## What is being asked
Show every line in the records below that contains the word "shrub".

## Coordinate labeling records

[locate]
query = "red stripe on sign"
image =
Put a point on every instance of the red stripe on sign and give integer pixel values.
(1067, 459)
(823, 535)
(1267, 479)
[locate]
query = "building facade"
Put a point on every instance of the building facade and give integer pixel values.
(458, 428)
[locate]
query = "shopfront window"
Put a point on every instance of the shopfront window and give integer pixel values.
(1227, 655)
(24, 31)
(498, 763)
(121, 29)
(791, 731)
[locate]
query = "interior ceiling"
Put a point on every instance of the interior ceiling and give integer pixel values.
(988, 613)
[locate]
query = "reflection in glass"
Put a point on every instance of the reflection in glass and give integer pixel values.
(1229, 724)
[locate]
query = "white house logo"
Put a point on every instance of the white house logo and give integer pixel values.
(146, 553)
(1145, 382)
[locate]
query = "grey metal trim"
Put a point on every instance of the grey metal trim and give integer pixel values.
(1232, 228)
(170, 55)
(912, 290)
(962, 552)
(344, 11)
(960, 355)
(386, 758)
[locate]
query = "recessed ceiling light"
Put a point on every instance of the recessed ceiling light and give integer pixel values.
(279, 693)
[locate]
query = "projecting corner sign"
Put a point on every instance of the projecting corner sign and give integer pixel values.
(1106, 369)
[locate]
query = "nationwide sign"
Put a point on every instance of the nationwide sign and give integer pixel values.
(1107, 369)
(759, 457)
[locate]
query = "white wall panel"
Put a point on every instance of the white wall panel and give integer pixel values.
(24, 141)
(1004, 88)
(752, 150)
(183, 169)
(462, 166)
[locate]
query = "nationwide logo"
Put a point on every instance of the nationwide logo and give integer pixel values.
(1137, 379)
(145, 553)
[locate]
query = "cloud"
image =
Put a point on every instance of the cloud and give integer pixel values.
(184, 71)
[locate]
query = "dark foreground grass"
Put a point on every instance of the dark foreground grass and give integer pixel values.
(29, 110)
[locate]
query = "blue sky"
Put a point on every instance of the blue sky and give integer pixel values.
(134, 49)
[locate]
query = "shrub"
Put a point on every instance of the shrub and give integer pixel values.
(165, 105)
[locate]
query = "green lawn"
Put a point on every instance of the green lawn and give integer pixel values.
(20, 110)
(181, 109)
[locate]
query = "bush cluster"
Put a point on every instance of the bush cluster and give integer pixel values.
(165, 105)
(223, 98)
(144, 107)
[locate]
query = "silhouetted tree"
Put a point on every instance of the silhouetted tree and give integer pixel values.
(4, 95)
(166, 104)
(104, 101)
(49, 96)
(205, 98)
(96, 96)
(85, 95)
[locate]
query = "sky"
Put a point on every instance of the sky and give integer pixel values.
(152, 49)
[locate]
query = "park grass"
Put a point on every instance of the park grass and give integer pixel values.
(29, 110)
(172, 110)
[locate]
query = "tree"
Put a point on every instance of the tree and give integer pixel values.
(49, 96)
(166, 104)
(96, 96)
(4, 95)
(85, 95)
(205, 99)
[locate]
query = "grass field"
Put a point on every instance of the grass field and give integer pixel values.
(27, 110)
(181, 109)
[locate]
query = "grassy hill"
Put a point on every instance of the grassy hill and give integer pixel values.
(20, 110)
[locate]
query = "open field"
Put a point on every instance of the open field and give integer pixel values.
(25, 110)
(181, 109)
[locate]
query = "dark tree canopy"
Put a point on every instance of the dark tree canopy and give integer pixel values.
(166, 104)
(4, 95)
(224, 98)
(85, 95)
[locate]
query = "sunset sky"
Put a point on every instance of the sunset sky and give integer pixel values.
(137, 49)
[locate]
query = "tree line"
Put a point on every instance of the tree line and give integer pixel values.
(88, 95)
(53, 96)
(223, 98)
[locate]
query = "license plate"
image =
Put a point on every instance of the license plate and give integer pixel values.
==
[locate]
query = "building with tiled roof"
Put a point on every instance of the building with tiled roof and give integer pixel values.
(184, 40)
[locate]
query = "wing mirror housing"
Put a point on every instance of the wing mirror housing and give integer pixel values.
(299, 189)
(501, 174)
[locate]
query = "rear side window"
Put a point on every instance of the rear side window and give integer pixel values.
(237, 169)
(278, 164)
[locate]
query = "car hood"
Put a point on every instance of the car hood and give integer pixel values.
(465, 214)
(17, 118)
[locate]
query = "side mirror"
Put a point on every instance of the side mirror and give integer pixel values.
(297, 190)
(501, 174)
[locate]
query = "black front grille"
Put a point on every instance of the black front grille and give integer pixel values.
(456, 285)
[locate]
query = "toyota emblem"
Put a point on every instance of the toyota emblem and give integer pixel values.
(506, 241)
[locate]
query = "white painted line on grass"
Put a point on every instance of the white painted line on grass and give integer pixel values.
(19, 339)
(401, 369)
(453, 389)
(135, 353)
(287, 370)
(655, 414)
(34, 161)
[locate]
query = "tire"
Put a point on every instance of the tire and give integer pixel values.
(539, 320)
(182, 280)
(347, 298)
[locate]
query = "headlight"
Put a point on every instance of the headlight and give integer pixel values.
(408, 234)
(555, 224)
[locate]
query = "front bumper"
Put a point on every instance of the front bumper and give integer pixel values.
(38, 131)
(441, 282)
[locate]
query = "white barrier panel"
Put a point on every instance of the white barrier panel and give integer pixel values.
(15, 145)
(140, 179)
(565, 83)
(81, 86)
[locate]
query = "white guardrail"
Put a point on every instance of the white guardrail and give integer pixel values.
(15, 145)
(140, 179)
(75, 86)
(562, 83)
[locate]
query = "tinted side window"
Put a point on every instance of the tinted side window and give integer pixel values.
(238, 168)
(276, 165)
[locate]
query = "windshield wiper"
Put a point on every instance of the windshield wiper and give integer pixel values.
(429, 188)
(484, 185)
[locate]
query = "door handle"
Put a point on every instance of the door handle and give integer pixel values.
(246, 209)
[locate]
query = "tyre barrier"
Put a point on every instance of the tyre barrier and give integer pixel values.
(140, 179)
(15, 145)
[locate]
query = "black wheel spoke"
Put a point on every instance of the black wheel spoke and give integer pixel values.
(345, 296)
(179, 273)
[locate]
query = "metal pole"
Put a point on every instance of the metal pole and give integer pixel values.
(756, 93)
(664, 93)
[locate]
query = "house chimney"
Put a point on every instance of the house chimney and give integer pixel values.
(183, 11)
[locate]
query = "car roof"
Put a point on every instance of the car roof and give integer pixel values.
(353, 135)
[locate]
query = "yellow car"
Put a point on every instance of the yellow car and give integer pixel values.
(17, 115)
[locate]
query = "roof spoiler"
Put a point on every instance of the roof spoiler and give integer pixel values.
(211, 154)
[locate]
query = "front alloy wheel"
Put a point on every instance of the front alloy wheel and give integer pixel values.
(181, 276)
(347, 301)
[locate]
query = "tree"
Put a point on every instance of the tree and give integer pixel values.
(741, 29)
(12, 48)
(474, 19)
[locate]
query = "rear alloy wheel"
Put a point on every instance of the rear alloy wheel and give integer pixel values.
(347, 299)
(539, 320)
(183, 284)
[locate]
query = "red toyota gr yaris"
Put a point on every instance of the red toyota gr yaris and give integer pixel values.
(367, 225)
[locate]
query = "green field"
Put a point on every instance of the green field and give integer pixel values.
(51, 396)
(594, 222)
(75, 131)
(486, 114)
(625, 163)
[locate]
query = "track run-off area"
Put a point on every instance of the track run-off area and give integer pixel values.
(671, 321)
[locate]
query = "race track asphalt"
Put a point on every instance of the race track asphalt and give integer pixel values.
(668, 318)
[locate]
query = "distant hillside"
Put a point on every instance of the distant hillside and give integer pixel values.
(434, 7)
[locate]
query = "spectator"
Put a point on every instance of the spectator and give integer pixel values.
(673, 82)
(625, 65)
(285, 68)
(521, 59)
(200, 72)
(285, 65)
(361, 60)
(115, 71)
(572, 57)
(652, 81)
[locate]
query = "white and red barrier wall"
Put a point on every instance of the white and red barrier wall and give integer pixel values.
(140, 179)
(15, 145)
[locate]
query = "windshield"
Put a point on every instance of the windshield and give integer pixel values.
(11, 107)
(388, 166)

## Written solution
query = "shrub"
Put a point on every instance of the shrub and give integer pixel values.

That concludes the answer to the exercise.